Dataset entries:
#####
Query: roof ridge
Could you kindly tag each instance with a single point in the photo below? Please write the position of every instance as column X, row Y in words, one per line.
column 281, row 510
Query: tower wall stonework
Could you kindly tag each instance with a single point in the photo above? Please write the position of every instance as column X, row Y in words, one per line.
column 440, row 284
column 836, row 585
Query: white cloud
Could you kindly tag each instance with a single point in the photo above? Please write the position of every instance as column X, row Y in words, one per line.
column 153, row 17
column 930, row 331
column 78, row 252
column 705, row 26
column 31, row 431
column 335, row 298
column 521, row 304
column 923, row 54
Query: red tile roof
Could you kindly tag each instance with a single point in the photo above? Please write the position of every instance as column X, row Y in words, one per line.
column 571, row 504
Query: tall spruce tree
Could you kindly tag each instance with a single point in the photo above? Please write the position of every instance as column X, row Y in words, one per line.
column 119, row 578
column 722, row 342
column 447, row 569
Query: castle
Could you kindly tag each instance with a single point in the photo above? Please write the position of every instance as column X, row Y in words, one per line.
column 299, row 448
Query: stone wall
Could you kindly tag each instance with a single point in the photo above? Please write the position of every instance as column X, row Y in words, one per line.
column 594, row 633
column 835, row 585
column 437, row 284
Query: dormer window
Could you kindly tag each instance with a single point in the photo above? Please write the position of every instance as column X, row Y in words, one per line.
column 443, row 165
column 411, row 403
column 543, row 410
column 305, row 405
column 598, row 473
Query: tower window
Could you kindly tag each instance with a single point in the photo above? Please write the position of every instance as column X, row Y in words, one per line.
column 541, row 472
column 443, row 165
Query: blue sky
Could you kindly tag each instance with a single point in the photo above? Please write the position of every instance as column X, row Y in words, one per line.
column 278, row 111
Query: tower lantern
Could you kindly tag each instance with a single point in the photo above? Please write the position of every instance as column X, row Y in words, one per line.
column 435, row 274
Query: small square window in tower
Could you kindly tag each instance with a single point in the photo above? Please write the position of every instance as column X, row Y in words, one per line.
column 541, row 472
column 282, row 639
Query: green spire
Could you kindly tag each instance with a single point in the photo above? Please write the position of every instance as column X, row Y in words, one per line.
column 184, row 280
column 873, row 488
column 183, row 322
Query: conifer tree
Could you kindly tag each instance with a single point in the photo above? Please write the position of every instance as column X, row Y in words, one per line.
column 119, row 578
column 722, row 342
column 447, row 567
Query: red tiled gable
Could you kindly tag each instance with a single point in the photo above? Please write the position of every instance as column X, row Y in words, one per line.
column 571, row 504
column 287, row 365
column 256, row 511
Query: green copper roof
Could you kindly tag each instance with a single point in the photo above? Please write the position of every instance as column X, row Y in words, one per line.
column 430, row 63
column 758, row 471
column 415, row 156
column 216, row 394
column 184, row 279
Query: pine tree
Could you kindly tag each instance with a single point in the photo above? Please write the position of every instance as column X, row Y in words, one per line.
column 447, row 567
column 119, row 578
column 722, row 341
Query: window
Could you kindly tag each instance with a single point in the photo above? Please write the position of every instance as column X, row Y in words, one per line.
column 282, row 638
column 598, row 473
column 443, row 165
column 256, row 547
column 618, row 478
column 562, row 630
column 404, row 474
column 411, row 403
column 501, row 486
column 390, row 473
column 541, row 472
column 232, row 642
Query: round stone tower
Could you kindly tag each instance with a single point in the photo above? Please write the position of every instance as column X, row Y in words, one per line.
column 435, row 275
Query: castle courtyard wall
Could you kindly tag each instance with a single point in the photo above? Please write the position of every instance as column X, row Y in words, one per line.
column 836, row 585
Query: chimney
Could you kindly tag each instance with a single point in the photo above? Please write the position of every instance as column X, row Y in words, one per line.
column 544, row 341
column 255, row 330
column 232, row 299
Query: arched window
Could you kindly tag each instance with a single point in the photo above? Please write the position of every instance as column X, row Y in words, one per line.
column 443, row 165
#####
- What you have to do
Copy the listing verbatim, starting at the line that contains "Query: red tiled gable" and ending with the line that contains "column 435, row 275". Include both of those lines.

- Solution to the exercise
Query: red tiled gable
Could you kindly tag each instance with a single point in the photo above? Please write the position of every instance as column X, row Y in words, one per line.
column 571, row 504
column 287, row 365
column 256, row 511
Query: green copper roof
Could you kindly tag each instance with a single point in the photo above? Please write the position of every instance as column X, row Y in words, one per line.
column 430, row 63
column 758, row 471
column 415, row 156
column 216, row 394
column 184, row 279
Query: pine tree
Could you kindly tag each instance with a single point in the photo above? Please write the position of every instance as column X, row Y in words, one per line.
column 447, row 567
column 119, row 578
column 722, row 341
Query: window
Could you kindly tag each instance with a single point in the photo above? Please write the position of every instance as column X, row Y in words, one per line.
column 282, row 638
column 598, row 473
column 443, row 165
column 256, row 547
column 618, row 478
column 562, row 630
column 404, row 474
column 411, row 403
column 501, row 486
column 390, row 473
column 541, row 472
column 232, row 642
Query: round stone tower
Could you kindly tag each instance with a single point in the photo above? Please write the position of every instance as column X, row Y in words, one per line.
column 435, row 275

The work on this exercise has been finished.